(Entries from a dataset)
((

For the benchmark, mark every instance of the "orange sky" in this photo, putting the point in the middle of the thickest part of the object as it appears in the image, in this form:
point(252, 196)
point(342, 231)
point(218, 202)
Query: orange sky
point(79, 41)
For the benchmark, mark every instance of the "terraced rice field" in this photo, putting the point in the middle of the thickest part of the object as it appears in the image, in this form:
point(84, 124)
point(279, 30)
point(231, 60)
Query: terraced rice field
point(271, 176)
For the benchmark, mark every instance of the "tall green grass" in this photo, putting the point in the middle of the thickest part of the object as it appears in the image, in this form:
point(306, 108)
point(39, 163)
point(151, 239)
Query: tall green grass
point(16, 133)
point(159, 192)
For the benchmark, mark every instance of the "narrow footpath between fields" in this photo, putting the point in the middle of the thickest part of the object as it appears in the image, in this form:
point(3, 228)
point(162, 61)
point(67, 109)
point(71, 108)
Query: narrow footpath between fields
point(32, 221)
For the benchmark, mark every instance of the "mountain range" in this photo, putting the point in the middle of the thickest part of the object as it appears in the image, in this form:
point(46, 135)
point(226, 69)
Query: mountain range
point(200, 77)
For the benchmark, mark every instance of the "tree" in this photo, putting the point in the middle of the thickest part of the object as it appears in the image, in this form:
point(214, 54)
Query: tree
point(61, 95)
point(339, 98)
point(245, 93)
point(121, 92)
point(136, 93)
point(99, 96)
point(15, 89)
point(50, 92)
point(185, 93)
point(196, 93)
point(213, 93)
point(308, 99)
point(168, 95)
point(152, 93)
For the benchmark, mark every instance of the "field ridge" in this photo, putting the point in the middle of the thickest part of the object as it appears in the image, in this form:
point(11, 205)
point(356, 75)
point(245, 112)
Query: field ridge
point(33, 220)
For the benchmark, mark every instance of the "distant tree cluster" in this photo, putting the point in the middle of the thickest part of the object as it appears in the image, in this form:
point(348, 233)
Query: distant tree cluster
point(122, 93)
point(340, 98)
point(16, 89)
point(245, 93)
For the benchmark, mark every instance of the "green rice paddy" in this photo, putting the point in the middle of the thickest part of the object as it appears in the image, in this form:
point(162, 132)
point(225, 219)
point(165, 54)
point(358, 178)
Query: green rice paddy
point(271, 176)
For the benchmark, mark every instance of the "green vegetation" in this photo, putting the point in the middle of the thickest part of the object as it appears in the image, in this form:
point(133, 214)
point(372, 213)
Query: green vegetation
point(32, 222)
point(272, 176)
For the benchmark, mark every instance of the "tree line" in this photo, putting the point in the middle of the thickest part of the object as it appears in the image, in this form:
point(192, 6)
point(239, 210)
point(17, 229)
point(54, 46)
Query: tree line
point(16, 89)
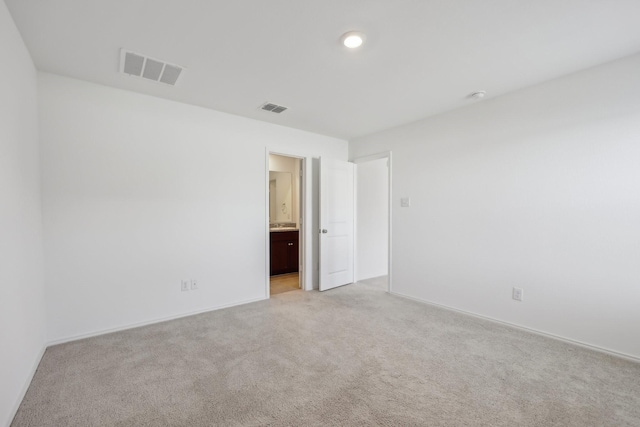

))

Which lines of the material above contain the string "paddy", matching case exactly? Return each of those lines in full.

* **SOLUTION FOR THIS EXERCISE**:
For the benchmark, mark every instance of the "green rice paddy" in this photo, putting the point in the middle of the thickest part of the object as it appears in the image, in this form:
Query: green rice paddy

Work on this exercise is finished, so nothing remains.